═════ DATA SECTION ═════

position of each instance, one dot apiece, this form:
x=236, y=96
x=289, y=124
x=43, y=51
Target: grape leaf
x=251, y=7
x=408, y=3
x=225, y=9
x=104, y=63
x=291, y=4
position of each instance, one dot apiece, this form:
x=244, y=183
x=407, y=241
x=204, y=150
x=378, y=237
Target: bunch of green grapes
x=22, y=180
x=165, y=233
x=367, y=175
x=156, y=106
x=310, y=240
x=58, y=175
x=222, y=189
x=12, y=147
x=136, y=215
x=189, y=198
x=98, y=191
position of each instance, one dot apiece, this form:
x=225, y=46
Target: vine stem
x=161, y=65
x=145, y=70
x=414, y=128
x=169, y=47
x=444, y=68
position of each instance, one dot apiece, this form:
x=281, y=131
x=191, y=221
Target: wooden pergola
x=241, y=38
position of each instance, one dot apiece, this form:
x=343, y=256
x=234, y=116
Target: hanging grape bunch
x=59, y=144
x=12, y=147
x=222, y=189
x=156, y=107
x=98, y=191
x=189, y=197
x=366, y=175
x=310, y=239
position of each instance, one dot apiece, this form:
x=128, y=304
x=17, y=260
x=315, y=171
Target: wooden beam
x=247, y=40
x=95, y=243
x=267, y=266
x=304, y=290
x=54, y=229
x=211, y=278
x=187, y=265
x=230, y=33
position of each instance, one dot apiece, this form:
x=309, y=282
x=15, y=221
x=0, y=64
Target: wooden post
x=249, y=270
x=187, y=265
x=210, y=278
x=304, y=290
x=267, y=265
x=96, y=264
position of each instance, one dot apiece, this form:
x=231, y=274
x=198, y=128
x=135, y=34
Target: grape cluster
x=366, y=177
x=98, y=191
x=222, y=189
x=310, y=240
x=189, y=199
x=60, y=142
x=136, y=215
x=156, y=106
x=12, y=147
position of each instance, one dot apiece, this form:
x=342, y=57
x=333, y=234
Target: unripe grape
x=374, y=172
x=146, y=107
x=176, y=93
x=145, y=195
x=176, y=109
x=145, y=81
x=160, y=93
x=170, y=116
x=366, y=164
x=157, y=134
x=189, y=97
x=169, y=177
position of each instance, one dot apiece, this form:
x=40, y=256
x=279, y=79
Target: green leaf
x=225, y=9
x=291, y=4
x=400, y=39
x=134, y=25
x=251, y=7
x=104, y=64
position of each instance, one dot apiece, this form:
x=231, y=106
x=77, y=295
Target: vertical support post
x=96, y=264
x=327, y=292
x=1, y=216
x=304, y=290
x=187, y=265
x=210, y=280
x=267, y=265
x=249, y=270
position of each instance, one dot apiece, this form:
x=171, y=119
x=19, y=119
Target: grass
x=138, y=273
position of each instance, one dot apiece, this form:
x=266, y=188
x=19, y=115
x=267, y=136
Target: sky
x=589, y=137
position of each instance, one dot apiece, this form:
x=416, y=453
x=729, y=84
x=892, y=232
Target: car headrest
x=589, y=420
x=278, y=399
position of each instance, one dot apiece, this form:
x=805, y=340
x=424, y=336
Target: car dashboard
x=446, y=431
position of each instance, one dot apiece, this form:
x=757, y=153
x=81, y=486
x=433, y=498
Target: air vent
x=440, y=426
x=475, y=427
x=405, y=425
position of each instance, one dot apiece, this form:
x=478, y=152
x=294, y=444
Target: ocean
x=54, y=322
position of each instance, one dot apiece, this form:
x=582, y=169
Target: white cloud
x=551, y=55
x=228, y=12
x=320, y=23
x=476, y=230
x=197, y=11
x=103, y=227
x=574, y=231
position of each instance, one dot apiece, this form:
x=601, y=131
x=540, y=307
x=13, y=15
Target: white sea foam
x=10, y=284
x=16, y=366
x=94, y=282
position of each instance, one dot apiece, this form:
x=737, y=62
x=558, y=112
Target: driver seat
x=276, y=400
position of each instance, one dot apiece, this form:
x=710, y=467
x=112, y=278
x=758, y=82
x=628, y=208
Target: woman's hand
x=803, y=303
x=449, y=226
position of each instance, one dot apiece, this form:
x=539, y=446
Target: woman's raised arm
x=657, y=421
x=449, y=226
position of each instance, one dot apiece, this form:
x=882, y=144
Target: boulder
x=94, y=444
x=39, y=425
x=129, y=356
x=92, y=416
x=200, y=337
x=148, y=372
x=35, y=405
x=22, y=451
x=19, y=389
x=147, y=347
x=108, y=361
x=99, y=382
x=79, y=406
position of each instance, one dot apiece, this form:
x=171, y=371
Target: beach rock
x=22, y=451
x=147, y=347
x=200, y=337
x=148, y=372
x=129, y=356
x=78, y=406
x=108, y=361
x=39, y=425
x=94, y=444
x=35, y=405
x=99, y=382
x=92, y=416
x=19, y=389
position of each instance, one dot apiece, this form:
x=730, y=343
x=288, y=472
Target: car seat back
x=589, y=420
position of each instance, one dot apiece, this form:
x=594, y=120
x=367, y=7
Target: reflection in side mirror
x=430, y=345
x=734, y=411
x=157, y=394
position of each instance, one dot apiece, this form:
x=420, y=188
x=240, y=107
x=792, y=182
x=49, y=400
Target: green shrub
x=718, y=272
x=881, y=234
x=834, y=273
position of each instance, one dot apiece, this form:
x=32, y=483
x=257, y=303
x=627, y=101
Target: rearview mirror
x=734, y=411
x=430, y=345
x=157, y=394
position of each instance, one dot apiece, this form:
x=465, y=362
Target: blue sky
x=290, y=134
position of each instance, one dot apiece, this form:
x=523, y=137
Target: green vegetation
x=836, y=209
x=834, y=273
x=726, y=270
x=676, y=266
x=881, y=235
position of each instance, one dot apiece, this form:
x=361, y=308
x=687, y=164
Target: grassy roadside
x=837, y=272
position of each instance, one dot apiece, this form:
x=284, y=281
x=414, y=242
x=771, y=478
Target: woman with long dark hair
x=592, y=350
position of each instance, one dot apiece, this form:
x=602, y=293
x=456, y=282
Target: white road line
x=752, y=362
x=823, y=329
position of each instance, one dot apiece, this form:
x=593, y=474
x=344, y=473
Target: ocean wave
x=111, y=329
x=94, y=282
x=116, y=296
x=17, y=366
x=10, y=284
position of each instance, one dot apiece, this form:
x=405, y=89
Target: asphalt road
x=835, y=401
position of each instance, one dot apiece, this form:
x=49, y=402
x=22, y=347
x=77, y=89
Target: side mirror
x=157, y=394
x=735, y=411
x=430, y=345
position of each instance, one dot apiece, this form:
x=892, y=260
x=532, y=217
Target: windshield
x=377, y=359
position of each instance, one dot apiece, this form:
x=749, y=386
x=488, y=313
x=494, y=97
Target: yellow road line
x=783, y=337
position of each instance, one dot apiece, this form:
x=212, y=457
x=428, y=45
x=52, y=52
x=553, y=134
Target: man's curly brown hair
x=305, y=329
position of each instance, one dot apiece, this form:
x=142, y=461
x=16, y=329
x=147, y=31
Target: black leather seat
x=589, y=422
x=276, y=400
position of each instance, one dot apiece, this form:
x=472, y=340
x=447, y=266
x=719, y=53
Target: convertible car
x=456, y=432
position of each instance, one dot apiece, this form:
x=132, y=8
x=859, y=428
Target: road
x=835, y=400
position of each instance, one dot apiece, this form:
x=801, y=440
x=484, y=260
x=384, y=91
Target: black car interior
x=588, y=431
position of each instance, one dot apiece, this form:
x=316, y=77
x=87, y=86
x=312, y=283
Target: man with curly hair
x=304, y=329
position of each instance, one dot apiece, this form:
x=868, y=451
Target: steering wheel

═════

WHAT THE EXERCISE ASKS
A word-for-word copy of the entries, from the first line through the line containing "x=378, y=237", is the whole answer.

ANSWER FOR THE TASK
position of each instance, one dot apiece, this form:
x=236, y=96
x=289, y=124
x=43, y=51
Target: grape leaf
x=251, y=7
x=408, y=3
x=225, y=9
x=104, y=63
x=291, y=4
position of each instance, one dot apiece, this form:
x=244, y=183
x=407, y=241
x=204, y=150
x=378, y=237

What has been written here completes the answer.